> [Using the information]
1/ In the article on HIV in the Philippines, how many people were diagnosed with HIV from January 1984 to February 2018?
2/ Quote the article on HIV in the Philippines from "More than 2,500 Filipinos died" up to and including "party-list representative show.".

> [Document extract]
------------------------------------------------------------

More than 2,500 Filipinos died from AIDS
More than 2,500 Filipinos have died from HIV or human immunodeficiency virus which weakens the immune system since 1984, data cited by a party-list representative show.
Data from the World Health Organization (WHO) and Department of Health show that from January 1984 to February 2018, 52,280 individuals were diagnosed with HIV. About 5,336 of them had advanced infection or acquired immune deficiency syndrome (AIDS). Of the total, 48,873 or 93 percent of the victims were male.
What is alarming, according to Bagong Henerasyon Party-list Rep. Bernadette Herrera-Dy is that a large number of recent cases and deaths involved young individuals. The most number of cases were recorded in the past five years, or January 2013 to February 2018. During the five-year period, 2,102 deaths were recorded out of 40,663 cases.
“More and more of the new generation of Filipinos, aged 24 and younger, are getting infected with HIV-AIDS,” she said.
“New figures just released by the DOH show that in January and February this year, 549 young Filipinos tested positive for HIV, and 79 of them are aged 10 to 19. Total reported cases for these two months were 1,892 and 304 of them were already at the advanced stages of HIV-AIDS when they were tested,” Dy said.
“I am alarmed by these new data. We need the new law on the government’s program on HIV-AIDS as soon as possible,” the legislator said.
She said the House of Representatives has already approved a bill on the matter, putting the pressure on the Senate to pass its own counterpart measure.
“We need a more aggressive implementation of the DOH’s HIV-AIDS interventions and of the Reproductive Health Law,” she said. “We need these programs to connect with Filipinos families, especially the children, teenagers, and young adults.”
“HIV-AIDS is clearly and squarely a public health issue. It requires a compassionate approach to HIV patients and to people at high risk of getting HIV because of sharing of needles and unsafe practices during transactional sex, male-to-male sex,” the congresswoman said.
Angat Tayo Party-list Rep. Harlin Neil Abayon III said of the 871 new cases in January and February, 140 involved overseas Filipino workers (OFWs).
“For the whole year of 2017, 814 OFWs were HIV-positive. So that means the total so far from last year and this year stands at 954,” Abayon said.
This brought the total to 5,537 OFWs who were diagnosed with HIV from January 1984 to February 2018. Those 5,537 cases represent 11 percent of total HIV-AIDS cases of 52,280.
“Eleven percent is a very significant figure and this is more than enough basis for the Overseas Workers Welfare Administration (OWWA) to give attention to this problem,” Abayon said.

------------------------------------------------------------

> [Available data]

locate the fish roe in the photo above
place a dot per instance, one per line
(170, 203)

------------------------------------------------------------

> [Written answers]
1/ 52,280

2/
More than 2,500 Filipinos died from AIDS
More than 2,500 Filipinos have died from HIV or human immunodeficiency virus which weakens the immune system since 1984, data cited by a party-list representative show.